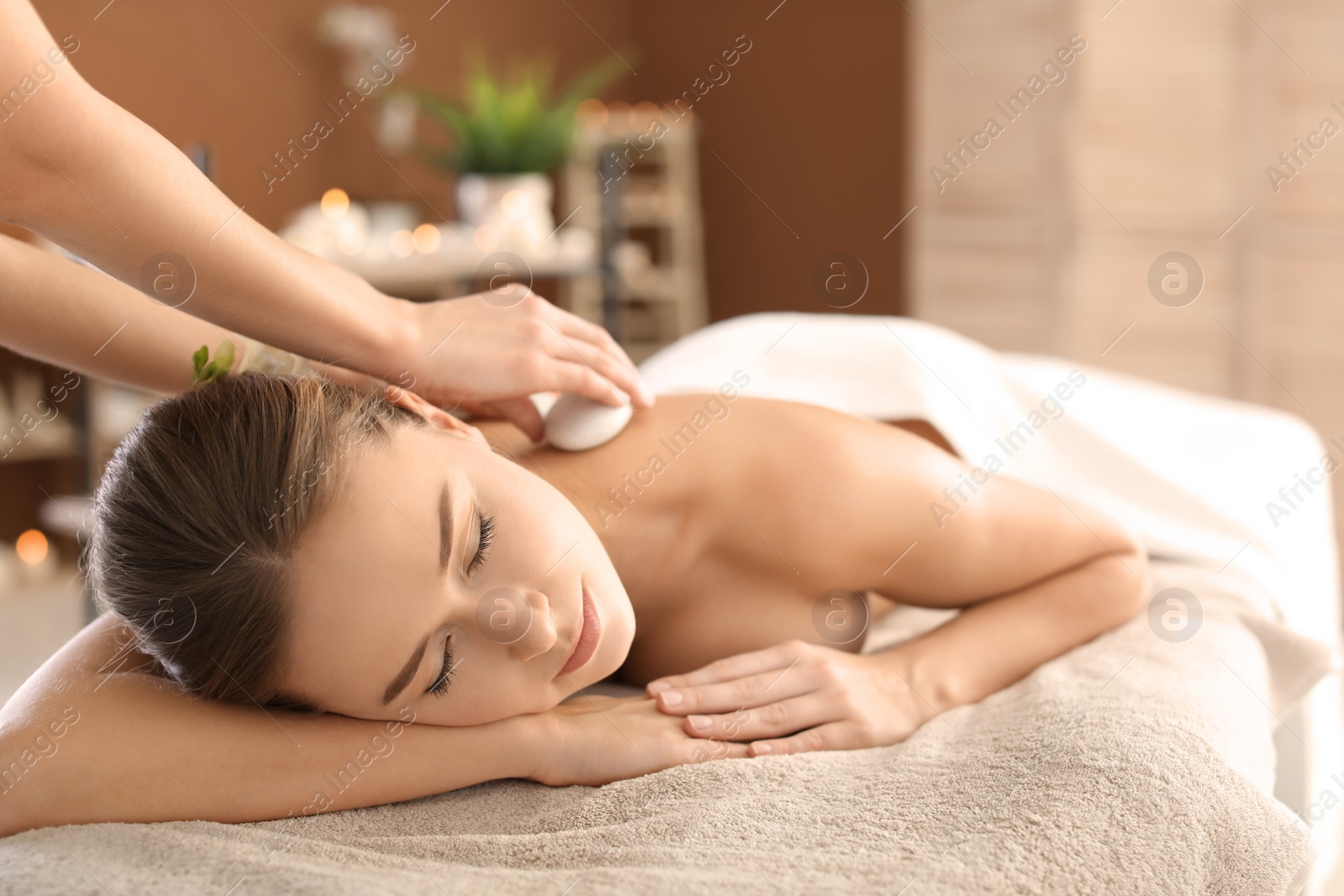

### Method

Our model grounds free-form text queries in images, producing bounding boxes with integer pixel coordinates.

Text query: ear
[387,385,489,448]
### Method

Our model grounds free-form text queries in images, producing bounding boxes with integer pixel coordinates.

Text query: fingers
[690,740,751,762]
[549,305,654,407]
[538,359,630,407]
[547,307,654,407]
[683,694,837,740]
[748,721,858,757]
[645,641,806,697]
[654,666,816,716]
[489,395,546,442]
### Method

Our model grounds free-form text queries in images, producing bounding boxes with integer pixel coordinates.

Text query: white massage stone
[546,392,634,451]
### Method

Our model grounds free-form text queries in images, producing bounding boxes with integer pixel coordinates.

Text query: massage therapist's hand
[399,287,654,441]
[528,694,748,787]
[647,641,936,757]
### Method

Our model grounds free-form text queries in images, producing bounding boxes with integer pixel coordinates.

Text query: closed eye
□ □ □ □ □ □ □
Pull out every line of the records that contains the word "massage".

• Task response
Text query: white massage stone
Text query: massage therapist's hand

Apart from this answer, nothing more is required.